**WORK INSTRUCTION**
This exercise asks for the entries below to be printed exactly.

------

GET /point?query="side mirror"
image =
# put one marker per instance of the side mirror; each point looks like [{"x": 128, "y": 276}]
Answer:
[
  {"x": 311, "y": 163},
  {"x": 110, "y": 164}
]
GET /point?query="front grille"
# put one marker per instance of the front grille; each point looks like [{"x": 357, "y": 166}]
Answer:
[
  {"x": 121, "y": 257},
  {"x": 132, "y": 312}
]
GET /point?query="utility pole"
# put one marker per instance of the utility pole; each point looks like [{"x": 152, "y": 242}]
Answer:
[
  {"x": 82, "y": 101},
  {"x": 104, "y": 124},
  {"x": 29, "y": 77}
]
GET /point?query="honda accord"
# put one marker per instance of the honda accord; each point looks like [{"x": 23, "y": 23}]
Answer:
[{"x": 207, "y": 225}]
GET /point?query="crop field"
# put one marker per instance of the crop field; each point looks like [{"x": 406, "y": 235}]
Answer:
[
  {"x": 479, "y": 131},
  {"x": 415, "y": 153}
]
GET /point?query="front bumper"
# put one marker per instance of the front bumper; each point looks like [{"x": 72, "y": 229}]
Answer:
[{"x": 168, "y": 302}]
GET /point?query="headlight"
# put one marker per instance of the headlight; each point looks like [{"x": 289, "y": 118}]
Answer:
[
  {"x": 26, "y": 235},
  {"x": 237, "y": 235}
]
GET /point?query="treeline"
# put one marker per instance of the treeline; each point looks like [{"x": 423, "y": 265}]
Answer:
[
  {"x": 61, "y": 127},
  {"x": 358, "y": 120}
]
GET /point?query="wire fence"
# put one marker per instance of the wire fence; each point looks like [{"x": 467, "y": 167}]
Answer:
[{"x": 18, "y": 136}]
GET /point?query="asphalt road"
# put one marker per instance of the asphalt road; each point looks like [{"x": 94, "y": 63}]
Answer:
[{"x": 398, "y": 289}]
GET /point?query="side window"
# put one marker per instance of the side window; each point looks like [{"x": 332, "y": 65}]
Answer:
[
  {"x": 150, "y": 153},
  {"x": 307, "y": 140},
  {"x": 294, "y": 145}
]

------

**SOLUTION TO THIS TASK**
GET /point?query="side mirror"
image =
# put one marker per instance of the side mirror; each point looks like [{"x": 128, "y": 276}]
Answer:
[
  {"x": 311, "y": 163},
  {"x": 110, "y": 164}
]
GET /point?query="front grille"
# put one marker per instance of the front grille; each point looks like [{"x": 357, "y": 166}]
Answer:
[
  {"x": 121, "y": 257},
  {"x": 132, "y": 312}
]
GET /point?query="utility pole"
# put one marker per instance of the utility pole; each point looks like [{"x": 152, "y": 242}]
Answer:
[
  {"x": 82, "y": 101},
  {"x": 104, "y": 124},
  {"x": 29, "y": 77}
]
GET /point?query="honda accord"
# put one marker per instance of the honda accord; each point looks like [{"x": 23, "y": 23}]
Answer:
[{"x": 207, "y": 225}]
GET /point?query="crop field"
# put one marker per instance of the crop field; each point looks like [{"x": 406, "y": 235}]
Answer:
[
  {"x": 479, "y": 131},
  {"x": 415, "y": 153}
]
GET /point?query="front bumper"
# put one marker per instance of the front bumper; each point looks like [{"x": 72, "y": 229}]
Answer:
[{"x": 168, "y": 302}]
GET /point?query="headlight"
# put one marker per instance of the headlight; each point looks like [{"x": 289, "y": 118}]
Answer:
[
  {"x": 26, "y": 235},
  {"x": 237, "y": 235}
]
GET /point?query="treeline"
# put one marker per instance of the treeline; each point looks like [{"x": 423, "y": 265}]
Answer:
[
  {"x": 61, "y": 127},
  {"x": 358, "y": 120}
]
GET /point?query="wire fence"
# put one marker per instance of the wire fence; each point looks like [{"x": 467, "y": 167}]
Answer:
[{"x": 18, "y": 136}]
GET /point?query="asphalt road"
# put one marker per instance of the asphalt road; each point looks like [{"x": 94, "y": 63}]
Answer:
[{"x": 398, "y": 289}]
GET /point?query="side window"
# put one marker per instance of the side window; each point looks like [{"x": 332, "y": 65}]
Answer:
[
  {"x": 150, "y": 153},
  {"x": 307, "y": 140},
  {"x": 294, "y": 145}
]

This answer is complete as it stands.